Requirement: Reproduce all entries precisely as they are written.

Material provided:
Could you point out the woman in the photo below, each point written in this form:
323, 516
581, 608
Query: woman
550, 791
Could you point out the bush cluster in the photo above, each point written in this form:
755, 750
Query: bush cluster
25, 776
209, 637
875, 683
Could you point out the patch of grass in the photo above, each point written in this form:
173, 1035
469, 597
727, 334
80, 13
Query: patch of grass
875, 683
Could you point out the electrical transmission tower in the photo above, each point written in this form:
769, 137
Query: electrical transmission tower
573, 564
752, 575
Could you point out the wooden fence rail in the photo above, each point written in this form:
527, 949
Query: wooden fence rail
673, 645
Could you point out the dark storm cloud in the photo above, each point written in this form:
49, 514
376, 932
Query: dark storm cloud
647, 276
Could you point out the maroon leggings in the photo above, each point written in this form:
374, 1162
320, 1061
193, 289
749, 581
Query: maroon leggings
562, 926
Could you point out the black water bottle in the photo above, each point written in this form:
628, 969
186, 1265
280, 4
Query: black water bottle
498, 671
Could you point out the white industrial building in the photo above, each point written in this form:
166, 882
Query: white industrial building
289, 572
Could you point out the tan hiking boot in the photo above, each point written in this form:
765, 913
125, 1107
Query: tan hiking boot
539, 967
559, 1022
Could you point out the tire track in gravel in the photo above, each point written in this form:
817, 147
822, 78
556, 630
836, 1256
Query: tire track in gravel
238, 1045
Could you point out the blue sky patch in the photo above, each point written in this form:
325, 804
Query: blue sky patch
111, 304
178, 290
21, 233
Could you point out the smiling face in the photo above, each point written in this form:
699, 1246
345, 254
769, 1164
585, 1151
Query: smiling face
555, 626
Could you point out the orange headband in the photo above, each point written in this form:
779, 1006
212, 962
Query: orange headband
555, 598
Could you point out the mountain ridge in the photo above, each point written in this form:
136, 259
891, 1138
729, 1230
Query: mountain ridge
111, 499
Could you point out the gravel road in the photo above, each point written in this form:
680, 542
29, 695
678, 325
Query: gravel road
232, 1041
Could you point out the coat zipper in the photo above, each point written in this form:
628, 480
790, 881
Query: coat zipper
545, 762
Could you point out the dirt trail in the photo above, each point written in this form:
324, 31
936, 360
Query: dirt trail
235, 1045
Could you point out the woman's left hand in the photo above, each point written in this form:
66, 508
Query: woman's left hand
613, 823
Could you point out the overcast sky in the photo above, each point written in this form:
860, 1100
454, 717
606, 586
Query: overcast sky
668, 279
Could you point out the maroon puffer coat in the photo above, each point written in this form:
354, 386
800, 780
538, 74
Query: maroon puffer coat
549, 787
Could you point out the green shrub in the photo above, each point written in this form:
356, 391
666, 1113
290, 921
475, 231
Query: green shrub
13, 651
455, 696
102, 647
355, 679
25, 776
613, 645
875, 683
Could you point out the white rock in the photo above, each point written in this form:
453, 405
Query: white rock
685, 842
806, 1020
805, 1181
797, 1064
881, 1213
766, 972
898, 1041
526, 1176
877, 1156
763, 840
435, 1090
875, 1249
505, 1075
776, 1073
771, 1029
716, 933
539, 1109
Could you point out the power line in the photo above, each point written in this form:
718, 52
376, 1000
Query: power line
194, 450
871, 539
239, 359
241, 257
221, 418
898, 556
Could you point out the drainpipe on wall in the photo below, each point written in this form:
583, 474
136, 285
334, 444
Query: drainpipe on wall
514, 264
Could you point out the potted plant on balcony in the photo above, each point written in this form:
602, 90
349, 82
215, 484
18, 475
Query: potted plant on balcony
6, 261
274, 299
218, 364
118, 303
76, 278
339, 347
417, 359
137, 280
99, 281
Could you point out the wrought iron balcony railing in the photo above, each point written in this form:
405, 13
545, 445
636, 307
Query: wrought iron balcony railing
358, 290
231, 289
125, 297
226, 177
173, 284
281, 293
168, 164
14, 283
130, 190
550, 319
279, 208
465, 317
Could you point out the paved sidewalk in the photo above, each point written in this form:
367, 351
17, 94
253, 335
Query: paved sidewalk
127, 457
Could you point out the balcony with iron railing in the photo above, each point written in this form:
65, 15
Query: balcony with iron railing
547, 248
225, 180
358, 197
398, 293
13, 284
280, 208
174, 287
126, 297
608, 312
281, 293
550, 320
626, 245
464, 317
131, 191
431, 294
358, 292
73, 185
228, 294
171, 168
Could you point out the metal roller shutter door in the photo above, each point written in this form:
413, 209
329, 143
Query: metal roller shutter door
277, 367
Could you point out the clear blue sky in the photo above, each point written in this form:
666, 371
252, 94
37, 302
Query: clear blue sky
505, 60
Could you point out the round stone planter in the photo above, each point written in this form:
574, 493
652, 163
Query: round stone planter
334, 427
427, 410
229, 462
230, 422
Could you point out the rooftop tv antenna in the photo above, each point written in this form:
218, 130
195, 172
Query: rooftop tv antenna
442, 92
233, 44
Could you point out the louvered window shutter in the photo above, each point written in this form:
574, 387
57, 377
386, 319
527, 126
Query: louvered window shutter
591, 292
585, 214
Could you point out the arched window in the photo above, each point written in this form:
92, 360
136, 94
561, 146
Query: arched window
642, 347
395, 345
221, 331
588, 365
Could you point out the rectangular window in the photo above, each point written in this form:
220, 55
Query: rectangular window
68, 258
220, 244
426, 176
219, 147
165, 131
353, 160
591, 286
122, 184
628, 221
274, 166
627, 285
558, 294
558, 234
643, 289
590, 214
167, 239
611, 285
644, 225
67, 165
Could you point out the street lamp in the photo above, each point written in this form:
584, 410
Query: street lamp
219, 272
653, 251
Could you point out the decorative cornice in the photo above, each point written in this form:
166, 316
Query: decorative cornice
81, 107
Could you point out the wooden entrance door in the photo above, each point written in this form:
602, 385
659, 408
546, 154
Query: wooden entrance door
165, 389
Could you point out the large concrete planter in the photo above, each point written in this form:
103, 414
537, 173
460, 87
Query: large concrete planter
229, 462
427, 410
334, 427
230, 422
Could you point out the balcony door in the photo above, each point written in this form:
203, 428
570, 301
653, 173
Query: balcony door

The answer:
Could you point out the woman in the photo below, each point written in this form:
323, 516
581, 608
Query: woman
550, 791
Could you point out the bush cluster in the photo above, each point written in this form:
755, 750
Query: bush cluster
25, 776
209, 637
875, 683
Could you point out the patch of grass in the photo above, each point written in this form:
173, 1035
469, 597
727, 334
80, 13
Query: patch of grass
875, 683
Could you point out the electrical transmission tower in the photo above, each point written in this form:
769, 137
Query: electrical transmission tower
573, 564
752, 575
Could you point out the wooden fence rail in the photo above, each point written in this form:
527, 949
Query: wooden fence rail
673, 645
Could you point out the dark storm cloud in the photo above, each point written in this form:
49, 514
376, 932
Query: dark storm cloud
647, 276
Could you point out the maroon leggings in the photo above, each point written in this form:
374, 1162
320, 1061
193, 289
749, 581
Query: maroon leggings
562, 926
Could you point out the black water bottle in the photo above, each point written in this form:
628, 969
186, 1265
280, 4
Query: black water bottle
498, 671
Could you point out the white industrial building in the photo above, each point written in this form:
166, 882
Query: white industrial building
289, 572
Could you point out the tan hiking boot in the photo above, each point written in this form:
765, 913
125, 1107
Query: tan hiking boot
539, 967
559, 1022
Could you point out the tire track in gravel in the photo above, each point written in this form:
817, 147
822, 78
556, 630
836, 1256
Query: tire track in gravel
238, 1045
Could you point out the blue sky patch in the photo above, each point written in this form:
325, 804
Query: blue sky patch
111, 304
178, 290
21, 233
Could you point out the smiling face in the photo above, each point written in this form:
699, 1246
345, 254
769, 1164
585, 1151
Query: smiling face
555, 626
Could you point out the orange headband in the photo above, each point written in this form:
779, 1006
212, 962
Query: orange headband
555, 598
Could you point out the mountain ridge in the photo above, each point written in this form:
136, 259
891, 1138
729, 1230
Query: mountain ridge
111, 499
Could you point out the gravel road in the photo above, each point written in this form:
680, 542
29, 695
678, 325
Query: gravel road
232, 1041
Could you point out the coat zipper in the photo above, each point written in this form:
628, 480
790, 881
Query: coat zipper
545, 762
Could you point out the dirt trail in the photo above, each point written in this form:
324, 31
936, 360
Query: dirt trail
235, 1045
Could you point out the woman's left hand in the photo above, each point written in this form:
66, 508
Query: woman's left hand
613, 823
Could you point out the overcast sky in the photo above, each point written in this form:
860, 1100
454, 717
606, 586
Query: overcast sky
668, 279
Could you point out the maroon puffer coat in the photo above, each point written in this form:
354, 386
800, 780
538, 74
Query: maroon puffer coat
549, 787
Could you point out the green shrub in the photo above, each point written in this form:
356, 391
666, 1113
290, 921
475, 231
Query: green shrub
13, 651
455, 696
102, 647
355, 679
25, 776
613, 645
875, 683
Could you point out the white rock in the photo above, each point written in this form:
453, 405
Query: white rock
685, 842
806, 1020
805, 1181
797, 1064
881, 1213
766, 972
898, 1041
526, 1176
877, 1156
763, 840
435, 1090
875, 1249
505, 1075
776, 1073
771, 1029
716, 933
539, 1109
Could you point out the power line in the photo above, each point written in this form:
718, 52
376, 1000
Query: power line
194, 450
871, 539
239, 359
241, 257
221, 418
898, 556
Could you point out the drainpipe on wall in the photo below, each point written in this form:
583, 474
136, 285
334, 444
Query: drainpipe on wall
514, 264
Could you point out the potted plant on balcony in the photo above, each point written in this form:
602, 90
349, 82
215, 484
18, 475
Query: potted plant on balcony
6, 261
274, 299
218, 364
118, 303
76, 278
339, 347
417, 359
137, 280
99, 281
Could you point out the wrought iron balcony railing in the photo above, each point written in this form:
405, 13
545, 445
636, 307
Query: wrought iron balcony railing
358, 290
231, 289
125, 297
226, 177
173, 284
281, 293
168, 164
14, 283
130, 190
550, 319
279, 208
465, 317
Could you point out the paved sidewalk in the photo above, each point written in this form:
367, 351
17, 94
253, 335
Query: paved sidewalk
127, 457
Could you point out the balcony with iron railing in the photo above, each point written in this form:
65, 15
Query: balcony with iron railing
547, 248
225, 180
358, 197
398, 293
13, 284
280, 208
174, 287
126, 297
608, 312
281, 293
550, 320
626, 245
464, 317
131, 191
431, 294
358, 292
73, 185
228, 294
171, 168
Could you point out the metal roller shutter door in the photo above, each point written in this form:
413, 209
329, 143
Query: metal roller shutter door
277, 367
Could you point out the clear blue sky in the photo above, each point written in this form:
666, 371
252, 94
37, 302
Query: clear blue sky
505, 60
Could you point out the round stone planter in the photo above, each point written in this form:
574, 493
652, 163
Query: round stone planter
334, 427
427, 410
229, 462
230, 422
Could you point out the rooftop tv antenna in the photo above, each point written in this form:
218, 130
195, 172
Query: rooftop tv antenna
442, 92
233, 44
Could you point out the louvered window shutter in the photo above, each point written in this form:
574, 387
57, 377
386, 319
527, 126
Query: louvered window shutter
591, 292
585, 214
Could you point out the arched window in the photo above, each point written in this form:
92, 360
136, 94
561, 146
Query: arched window
642, 347
395, 345
221, 331
588, 365
Could you point out the rectangular window in the photo above, each point written in this form:
220, 55
Query: rectangular window
68, 258
220, 244
426, 176
219, 147
165, 131
353, 160
591, 286
122, 184
628, 221
274, 166
627, 285
558, 294
558, 234
643, 289
590, 214
167, 239
611, 285
644, 225
67, 165
Could you point out the street lamp in the photo above, each point written in this form:
584, 410
Query: street lamp
219, 272
653, 251
Could you point out the decorative cornice in the photo above, each point written in this form:
166, 316
Query: decorative cornice
81, 107
Could you point out the wooden entrance door in the photo above, each point written in this form:
602, 385
659, 408
546, 154
Query: wooden entrance door
165, 389
Could you point out the large concrete planter in the photo above, each point written in this form:
103, 414
537, 173
460, 87
Query: large concrete planter
229, 462
427, 410
334, 427
230, 422
Could you point out the balcony door in the photo above, each point written in this form:
203, 428
570, 301
653, 173
Query: balcony door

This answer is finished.